Please write out the material below as a JSON list of strings, one string per line with blank lines omitted, covering everything from the line containing "Can you find the silver" down to the line containing "[296, 305, 323, 316]", both lines included.

═════ RECORDS SUPPLIED ═════

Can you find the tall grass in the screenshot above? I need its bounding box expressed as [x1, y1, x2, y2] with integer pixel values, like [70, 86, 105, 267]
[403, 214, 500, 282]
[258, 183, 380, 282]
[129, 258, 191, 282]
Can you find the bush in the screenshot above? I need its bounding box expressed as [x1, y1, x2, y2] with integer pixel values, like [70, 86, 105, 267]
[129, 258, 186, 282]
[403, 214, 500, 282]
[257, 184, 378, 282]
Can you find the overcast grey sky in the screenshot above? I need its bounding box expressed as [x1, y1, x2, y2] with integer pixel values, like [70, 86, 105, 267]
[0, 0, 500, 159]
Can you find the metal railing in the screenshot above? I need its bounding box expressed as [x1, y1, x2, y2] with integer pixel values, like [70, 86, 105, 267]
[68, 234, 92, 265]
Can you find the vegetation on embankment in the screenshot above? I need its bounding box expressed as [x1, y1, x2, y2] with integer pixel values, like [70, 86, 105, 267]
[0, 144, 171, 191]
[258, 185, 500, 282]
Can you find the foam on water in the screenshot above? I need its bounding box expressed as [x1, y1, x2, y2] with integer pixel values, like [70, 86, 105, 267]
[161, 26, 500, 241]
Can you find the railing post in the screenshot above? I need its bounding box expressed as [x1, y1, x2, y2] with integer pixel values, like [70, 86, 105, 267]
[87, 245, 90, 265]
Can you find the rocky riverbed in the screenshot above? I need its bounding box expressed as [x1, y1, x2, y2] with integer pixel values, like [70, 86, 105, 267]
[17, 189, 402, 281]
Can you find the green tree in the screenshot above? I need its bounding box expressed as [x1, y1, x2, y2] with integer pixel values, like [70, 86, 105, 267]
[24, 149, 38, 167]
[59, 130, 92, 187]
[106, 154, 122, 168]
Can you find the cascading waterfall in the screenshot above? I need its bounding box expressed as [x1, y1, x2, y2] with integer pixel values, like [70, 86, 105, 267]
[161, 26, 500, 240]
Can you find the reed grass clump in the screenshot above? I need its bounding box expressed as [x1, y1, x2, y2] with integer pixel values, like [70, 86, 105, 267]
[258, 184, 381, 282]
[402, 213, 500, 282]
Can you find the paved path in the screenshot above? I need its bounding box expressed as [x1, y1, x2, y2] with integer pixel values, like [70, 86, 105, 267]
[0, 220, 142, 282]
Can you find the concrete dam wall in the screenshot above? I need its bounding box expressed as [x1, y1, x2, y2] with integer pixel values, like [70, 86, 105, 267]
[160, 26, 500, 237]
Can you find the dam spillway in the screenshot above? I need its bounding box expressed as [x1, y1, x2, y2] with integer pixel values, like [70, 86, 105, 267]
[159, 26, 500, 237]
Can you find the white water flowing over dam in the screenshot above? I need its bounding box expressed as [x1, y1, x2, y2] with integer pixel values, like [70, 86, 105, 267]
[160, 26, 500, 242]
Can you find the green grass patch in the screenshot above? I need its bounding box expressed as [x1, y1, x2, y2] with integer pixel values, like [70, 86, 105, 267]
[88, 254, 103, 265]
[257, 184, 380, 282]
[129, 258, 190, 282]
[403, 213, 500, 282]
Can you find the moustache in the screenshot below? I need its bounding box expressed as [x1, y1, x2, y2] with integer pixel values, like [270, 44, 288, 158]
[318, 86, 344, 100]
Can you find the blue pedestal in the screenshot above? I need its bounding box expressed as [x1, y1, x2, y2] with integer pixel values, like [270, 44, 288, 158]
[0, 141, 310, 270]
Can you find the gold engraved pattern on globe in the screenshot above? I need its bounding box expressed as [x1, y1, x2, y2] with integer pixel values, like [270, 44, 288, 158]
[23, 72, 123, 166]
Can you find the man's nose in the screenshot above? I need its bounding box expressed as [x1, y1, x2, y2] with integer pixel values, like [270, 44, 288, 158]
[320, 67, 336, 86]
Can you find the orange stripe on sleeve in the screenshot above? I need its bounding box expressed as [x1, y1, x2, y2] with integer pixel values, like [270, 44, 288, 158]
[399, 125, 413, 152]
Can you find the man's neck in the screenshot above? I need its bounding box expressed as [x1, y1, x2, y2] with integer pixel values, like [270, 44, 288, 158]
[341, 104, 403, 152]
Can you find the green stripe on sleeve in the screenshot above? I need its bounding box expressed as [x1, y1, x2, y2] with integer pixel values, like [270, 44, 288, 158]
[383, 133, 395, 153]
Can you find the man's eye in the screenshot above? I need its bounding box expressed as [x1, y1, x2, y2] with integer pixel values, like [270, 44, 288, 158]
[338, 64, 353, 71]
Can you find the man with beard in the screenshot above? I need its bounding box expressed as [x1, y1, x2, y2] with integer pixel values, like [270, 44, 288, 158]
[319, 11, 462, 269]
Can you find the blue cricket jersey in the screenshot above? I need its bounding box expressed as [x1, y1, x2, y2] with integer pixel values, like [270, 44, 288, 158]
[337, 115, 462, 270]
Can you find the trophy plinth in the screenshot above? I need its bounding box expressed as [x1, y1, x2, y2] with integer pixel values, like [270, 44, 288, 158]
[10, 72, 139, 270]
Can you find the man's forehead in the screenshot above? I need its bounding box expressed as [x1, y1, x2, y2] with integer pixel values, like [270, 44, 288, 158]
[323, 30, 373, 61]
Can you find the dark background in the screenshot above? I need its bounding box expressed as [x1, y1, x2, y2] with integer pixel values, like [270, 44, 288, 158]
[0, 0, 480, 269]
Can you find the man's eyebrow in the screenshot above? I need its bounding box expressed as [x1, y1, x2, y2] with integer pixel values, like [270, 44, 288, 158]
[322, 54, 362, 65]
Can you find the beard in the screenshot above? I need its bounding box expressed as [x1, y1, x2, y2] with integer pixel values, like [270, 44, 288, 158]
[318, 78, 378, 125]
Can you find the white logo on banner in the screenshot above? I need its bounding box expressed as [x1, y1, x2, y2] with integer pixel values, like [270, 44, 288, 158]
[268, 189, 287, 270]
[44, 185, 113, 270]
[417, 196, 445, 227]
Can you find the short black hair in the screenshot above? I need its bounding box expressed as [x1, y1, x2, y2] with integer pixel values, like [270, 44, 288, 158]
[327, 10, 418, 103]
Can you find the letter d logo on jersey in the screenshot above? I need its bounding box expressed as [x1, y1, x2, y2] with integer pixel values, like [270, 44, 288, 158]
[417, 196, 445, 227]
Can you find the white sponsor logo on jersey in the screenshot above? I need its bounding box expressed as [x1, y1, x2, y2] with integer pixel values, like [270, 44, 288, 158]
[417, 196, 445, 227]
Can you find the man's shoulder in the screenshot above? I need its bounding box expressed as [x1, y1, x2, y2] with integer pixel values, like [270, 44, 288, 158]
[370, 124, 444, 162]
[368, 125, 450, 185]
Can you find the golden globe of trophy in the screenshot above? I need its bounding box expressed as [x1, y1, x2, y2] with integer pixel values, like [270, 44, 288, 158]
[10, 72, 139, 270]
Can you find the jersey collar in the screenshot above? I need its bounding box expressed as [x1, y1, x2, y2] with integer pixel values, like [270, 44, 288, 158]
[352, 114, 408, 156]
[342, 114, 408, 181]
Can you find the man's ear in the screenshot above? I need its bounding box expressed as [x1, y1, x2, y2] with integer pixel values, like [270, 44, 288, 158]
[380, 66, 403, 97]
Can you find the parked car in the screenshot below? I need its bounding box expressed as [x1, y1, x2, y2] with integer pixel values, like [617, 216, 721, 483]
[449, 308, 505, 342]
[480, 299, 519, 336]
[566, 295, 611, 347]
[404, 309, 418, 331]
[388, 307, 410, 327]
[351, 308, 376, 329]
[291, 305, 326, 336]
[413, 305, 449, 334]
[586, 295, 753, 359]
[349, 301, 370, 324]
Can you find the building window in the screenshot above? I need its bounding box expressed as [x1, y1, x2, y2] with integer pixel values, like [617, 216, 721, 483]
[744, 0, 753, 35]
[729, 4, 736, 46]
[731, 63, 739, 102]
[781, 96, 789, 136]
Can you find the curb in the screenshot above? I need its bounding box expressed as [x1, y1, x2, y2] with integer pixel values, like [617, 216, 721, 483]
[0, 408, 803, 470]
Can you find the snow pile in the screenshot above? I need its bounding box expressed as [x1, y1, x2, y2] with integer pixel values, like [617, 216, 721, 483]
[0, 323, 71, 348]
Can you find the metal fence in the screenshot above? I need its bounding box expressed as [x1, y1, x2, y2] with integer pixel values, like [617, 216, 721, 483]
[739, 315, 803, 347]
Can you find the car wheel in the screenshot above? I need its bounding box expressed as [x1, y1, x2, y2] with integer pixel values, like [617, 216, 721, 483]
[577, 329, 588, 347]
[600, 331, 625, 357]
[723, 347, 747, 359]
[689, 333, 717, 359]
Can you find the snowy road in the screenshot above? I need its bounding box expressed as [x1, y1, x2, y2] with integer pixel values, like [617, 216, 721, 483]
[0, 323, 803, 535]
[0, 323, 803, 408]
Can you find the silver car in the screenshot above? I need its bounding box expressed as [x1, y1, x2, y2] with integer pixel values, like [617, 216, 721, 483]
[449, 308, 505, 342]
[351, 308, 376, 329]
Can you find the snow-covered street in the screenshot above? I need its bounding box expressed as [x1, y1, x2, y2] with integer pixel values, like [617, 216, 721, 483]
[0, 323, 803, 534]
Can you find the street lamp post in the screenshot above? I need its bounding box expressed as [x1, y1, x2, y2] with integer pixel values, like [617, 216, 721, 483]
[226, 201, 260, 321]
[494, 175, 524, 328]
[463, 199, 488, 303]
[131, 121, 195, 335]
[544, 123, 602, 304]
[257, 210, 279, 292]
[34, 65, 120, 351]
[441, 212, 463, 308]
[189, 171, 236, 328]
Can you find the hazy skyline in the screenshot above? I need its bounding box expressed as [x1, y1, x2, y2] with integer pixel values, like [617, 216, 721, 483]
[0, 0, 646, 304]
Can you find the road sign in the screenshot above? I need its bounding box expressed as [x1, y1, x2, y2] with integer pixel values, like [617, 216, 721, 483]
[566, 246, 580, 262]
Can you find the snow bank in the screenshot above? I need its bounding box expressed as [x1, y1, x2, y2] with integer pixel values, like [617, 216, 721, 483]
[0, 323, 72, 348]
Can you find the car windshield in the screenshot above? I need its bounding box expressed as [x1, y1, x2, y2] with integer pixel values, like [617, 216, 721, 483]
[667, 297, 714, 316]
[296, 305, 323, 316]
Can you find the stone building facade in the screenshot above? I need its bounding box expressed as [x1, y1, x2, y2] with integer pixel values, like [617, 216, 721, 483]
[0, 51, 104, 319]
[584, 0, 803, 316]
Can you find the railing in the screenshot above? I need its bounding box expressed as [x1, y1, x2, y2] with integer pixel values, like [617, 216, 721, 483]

═════

> TASK RESPONSE
[
  "Can you find the silver car in the screenshot above? I need its bounding box expressed as [x1, y1, x2, y2] with integer pixel values, like [617, 216, 721, 483]",
  "[449, 308, 505, 342]",
  "[351, 308, 376, 329]",
  "Can you find the snow-covered street in the screenshot above? I need its bounding box expressed as [x1, y1, x2, y2] with integer pixel values, like [617, 216, 721, 483]",
  "[0, 323, 803, 534]",
  "Can you find the street lamp post in the screenshot above? I need its bounding box expressed as [x1, y1, x2, y2] with integer pixel values, like [617, 216, 721, 483]",
  "[226, 201, 260, 321]",
  "[494, 175, 524, 328]",
  "[463, 199, 488, 303]",
  "[131, 121, 195, 335]",
  "[544, 123, 602, 304]",
  "[257, 210, 279, 292]",
  "[34, 65, 120, 351]",
  "[441, 212, 463, 308]",
  "[189, 171, 236, 328]",
  "Can you find the hazy skyline in the screenshot above? I need its bounding box expressed as [x1, y1, x2, y2] with integer pixel values, like [617, 216, 721, 483]",
  "[0, 0, 646, 304]",
  "Can you find the road sign in the screenshot above? I need its bounding box expressed as [x1, y1, x2, y2] with integer pixel values, like [617, 216, 721, 483]",
  "[566, 246, 580, 262]",
  "Can you find the snow bank in the screenshot above? I need its bounding box expressed as [x1, y1, x2, y2] with integer pixel values, like [617, 216, 721, 483]",
  "[0, 323, 72, 348]",
  "Can you find the car windshield in the screenshot above? I need its bounding box expressed as [x1, y1, x2, y2] with integer pixel values, like [617, 216, 721, 483]",
  "[667, 297, 714, 316]",
  "[296, 305, 323, 316]"
]